### DEMANDE DE TRAVAIL 1
Dans le texte sur l'investissement d'Alcan à Alma, reformulez sous forme de liste le paragraphe qui commence par « Oh, la raffinerie d'Alma est une bonne nouvelle ». Gardez-en les faits principaux.
### DEMANDE DE TRAVAIL 2
Combien d'emplois supplémentaires l'investissement de 2,2 milliards doit-il créer, d'après le texte sur l'investissement d'Alcan à Alma ?
### DEMANDE DE TRAVAIL 3
Poursuivez le texte sur l'investissement d'Alcan à Alma à partir de sa dernière phrase.

### EXTRAIT DU TEXTE
97.02.11
10 000 000 $ POUR UN EMPLOI
Alléluia! Alcan investit 2,2 milliards à Alma! 225 emplois
créés, c'est la reprise!
Ah oui? Bon..., si vous le dites....
Il n'y a rien de plus désolant que de se sentir un trouble-fête.
Être le rabat-joie. Être l'empêcheur de danser-en-rond-en-se-pétant-les-bretelles.
Celui qui dit que le bonheur n'est pas dans l'absinthe, que l'amour vrai
ne se vend pas dans les hôtels de passe et que la création
d'emplois à 10 000 000 $ par postes de travail n'est pas la solution
au chômage... Croyez-moi, je suis désolé.
Je regrette, mais il faut le dire: investir 2,2 milliards (2 200 000 000
$) pour créer 225 emplois supplémentaires n'est pas une solution
au problème du chômage. Ce n'est pas ça qui va remettre
les Québécois au travail, qui va faire renaître la solidarité
entre travailleurs et qui va ramener la justice sociale.
Oh, la raffinerie d'Alma est une bonne nouvelle. Une bonne nouvelle, parce
que la construction, pour un temps, va prendre du mieux dans la région
d'Alma; parce que la position concurrentielle du Québec sur le marché
de l'aluminium va se maintenir; parce que la production d'hydroélectricité
en est encouragée; parce qu'Alcan est plus proche de nous que la
Minière des Grands Lacs et paye des taxes; parce que 225 emplois
c'est autant de chômeurs de moins.

### DONNÉES FOURNIES
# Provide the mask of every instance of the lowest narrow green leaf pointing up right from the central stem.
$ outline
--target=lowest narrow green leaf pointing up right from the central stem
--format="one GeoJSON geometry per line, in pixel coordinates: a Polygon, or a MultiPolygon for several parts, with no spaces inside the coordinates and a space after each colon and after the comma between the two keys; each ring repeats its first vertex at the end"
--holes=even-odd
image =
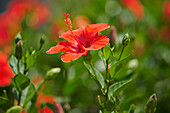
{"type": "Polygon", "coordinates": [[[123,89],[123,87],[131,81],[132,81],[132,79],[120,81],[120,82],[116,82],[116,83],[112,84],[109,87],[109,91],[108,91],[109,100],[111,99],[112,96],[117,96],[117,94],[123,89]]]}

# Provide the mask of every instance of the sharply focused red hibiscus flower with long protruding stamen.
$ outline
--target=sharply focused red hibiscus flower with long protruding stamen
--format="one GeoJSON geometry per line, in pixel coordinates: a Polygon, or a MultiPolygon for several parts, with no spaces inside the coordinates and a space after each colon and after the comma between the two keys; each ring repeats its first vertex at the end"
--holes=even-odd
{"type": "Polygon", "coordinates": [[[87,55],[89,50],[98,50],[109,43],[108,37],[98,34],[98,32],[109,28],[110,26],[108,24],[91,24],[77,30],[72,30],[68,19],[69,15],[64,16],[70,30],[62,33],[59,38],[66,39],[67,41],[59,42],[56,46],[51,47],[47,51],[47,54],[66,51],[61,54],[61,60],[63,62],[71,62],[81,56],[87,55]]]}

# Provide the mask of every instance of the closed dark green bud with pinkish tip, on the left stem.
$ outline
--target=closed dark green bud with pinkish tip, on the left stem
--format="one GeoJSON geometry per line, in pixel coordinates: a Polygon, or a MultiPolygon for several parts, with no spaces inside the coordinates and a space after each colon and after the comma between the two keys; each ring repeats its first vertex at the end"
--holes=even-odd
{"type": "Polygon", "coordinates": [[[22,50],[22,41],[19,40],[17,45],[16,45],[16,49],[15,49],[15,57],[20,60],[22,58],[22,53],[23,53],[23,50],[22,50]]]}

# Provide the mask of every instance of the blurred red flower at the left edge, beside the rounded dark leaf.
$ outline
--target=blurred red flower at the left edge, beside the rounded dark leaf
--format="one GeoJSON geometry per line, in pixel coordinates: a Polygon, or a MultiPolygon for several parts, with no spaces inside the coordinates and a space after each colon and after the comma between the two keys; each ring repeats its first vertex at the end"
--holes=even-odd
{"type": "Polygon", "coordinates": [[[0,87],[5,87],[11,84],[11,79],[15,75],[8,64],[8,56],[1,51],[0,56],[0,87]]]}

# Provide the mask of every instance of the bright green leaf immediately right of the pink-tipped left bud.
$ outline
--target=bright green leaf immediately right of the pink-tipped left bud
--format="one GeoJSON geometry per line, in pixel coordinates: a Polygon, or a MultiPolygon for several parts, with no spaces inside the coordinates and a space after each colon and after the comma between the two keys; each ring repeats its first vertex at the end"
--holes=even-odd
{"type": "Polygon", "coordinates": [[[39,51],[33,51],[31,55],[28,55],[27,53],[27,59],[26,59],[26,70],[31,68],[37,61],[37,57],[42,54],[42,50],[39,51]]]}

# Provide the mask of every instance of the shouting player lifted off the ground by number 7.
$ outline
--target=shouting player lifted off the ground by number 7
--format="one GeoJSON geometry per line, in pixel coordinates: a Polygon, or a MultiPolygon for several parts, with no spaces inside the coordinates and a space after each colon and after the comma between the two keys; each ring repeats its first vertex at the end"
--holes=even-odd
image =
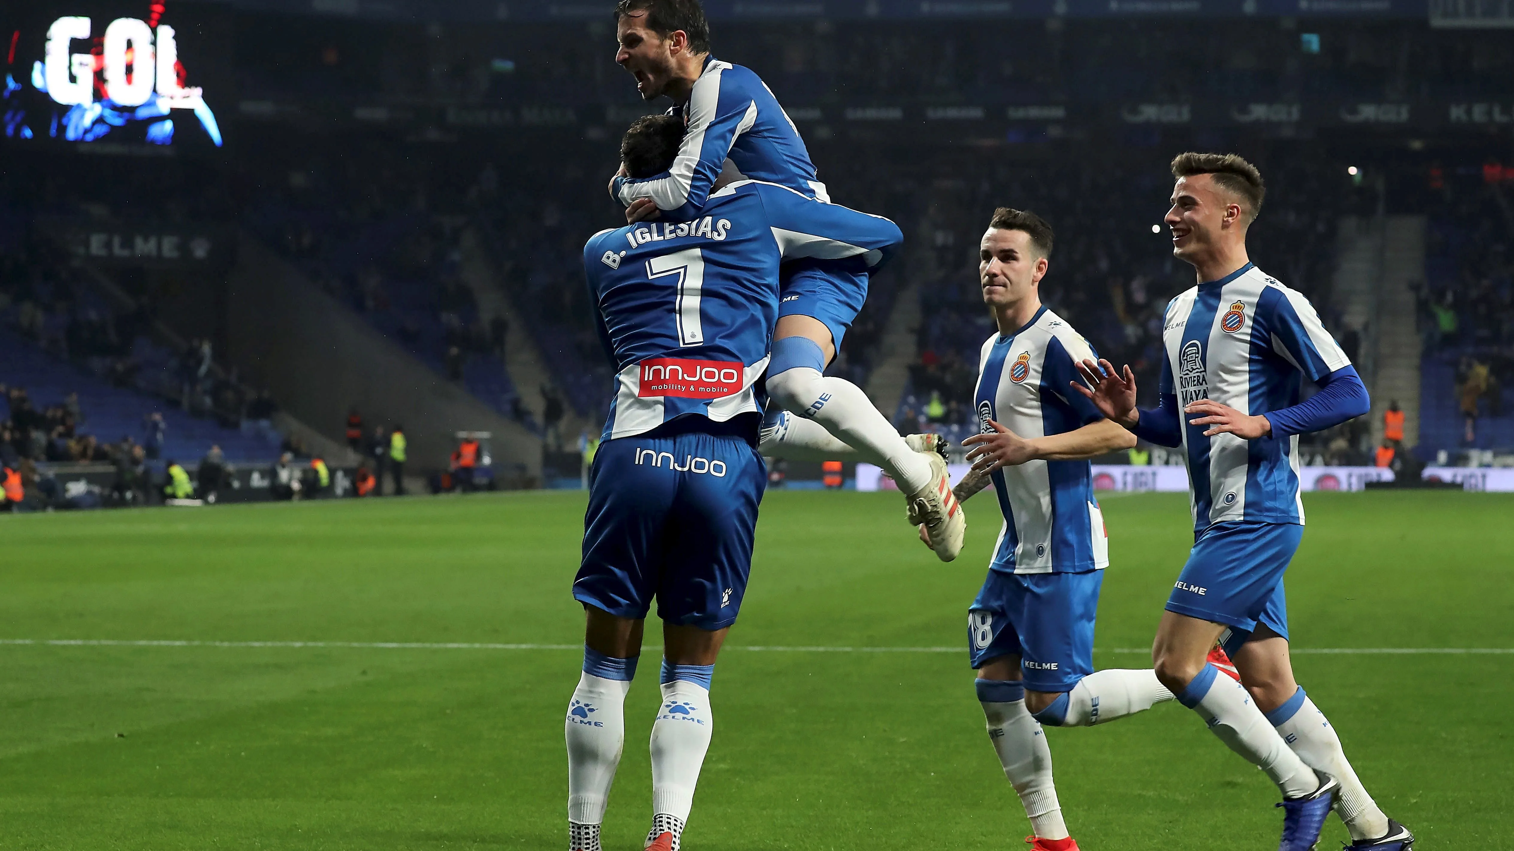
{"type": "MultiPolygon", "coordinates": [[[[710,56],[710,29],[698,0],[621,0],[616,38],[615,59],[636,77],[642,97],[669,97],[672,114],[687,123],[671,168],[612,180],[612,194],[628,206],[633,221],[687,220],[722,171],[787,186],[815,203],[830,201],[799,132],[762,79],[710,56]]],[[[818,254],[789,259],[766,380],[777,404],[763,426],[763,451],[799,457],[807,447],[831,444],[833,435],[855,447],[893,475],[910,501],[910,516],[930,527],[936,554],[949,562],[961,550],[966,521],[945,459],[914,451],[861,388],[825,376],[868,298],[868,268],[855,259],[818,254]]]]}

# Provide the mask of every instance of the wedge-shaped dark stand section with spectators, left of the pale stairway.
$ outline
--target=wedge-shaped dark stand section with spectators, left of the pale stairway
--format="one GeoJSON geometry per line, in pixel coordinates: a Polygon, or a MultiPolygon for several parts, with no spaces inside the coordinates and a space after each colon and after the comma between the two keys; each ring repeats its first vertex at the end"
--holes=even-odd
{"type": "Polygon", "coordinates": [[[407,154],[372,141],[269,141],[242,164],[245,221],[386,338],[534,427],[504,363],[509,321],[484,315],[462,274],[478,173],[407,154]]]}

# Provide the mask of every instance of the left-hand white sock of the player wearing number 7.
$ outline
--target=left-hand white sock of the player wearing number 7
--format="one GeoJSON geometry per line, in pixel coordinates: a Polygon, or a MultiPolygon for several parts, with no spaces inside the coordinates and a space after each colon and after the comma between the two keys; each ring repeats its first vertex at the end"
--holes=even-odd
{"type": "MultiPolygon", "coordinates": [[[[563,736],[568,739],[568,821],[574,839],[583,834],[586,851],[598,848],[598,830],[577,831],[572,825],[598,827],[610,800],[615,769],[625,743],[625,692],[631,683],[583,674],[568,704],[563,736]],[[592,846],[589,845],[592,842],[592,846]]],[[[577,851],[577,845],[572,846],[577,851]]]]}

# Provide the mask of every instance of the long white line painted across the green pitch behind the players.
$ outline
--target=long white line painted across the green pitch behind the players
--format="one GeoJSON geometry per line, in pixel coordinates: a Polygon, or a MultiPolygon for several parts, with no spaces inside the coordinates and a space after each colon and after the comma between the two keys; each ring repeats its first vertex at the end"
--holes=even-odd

### RÉPONSE RÉDIGÉE 1
La raffinerie d'Alma est une bonne nouvelle, pour ces raisons :
- la construction va s'améliorer pour un temps dans la région d'Alma ;
- la position concurrentielle du Québec sur le marché de l'aluminium va se maintenir ;
- la production d'hydroélectricité en est encouragée ;
- Alcan est plus proche de nous que la Minière des Grands Lacs et paye des taxes ;
- 225 emplois, c'est autant de chômeurs de moins.

### RÉPONSE RÉDIGÉE 2
225 emplois.

### RÉPONSE RÉDIGÉE 3
Une bonne nouvelle, mais pas une solution. Créer des emplois de haute-technologie
est une bonne chose. C'est une NÉCESSITÉ absolue, si nous
voulons rester dans la course, demeurer un pays (relativement) riche. Mais
il ne faut pas confondre développement économique et création
d'emplois. Ce sont deux problèmes différents. Ce n'est pas
en créant des emplois de haute technologie qu'on va remettre la population
au travail. Pourquoi? Faites un calcul simple. S'il faut investir 2,2 milliards
de dollars pour créer 225 emplois, combien faut-il investir pour
remettre au travail les 800 000 et quelques chômeurs et assistés
sociaux du Québec ?
La réponse, c'est 8 000 000 000 000 $ HUIT TRILLIONS DE DOLLARS.
Pour que vous compreniez bien ce que représente cette somme, dites-vous
que c'est de l'ordre de grandeur du produit intérieur brut des Etats-Unis
ou, si vous préférez, à peu près ce qu'on peut
s'attendre à investir au Québec, en dollars constants, au
cours des quatre prochains siècles... ! Disons qu'il s'agit d'une
solution à long terme.
Voyons le problème autrement. Si vous investissez habilement aujourd'hui
10 000 000 de dollars - et ceux qui investissent dans des raffineries d'aluminium
ne sont généralement pas "malhabiles" - vous en
sortez directement ou indirectement, immédiatement ou en différé,
au moins un million de retour par année. Or combien tirera par année
le travailleur du poste de travail de haute technologie qu'on lui aura créé
en investissant 10 millions de dollars? 50 000, 60 000 dollars ? Combien
iront en salaires aux travailleurs des secteurs en aval et et en amont?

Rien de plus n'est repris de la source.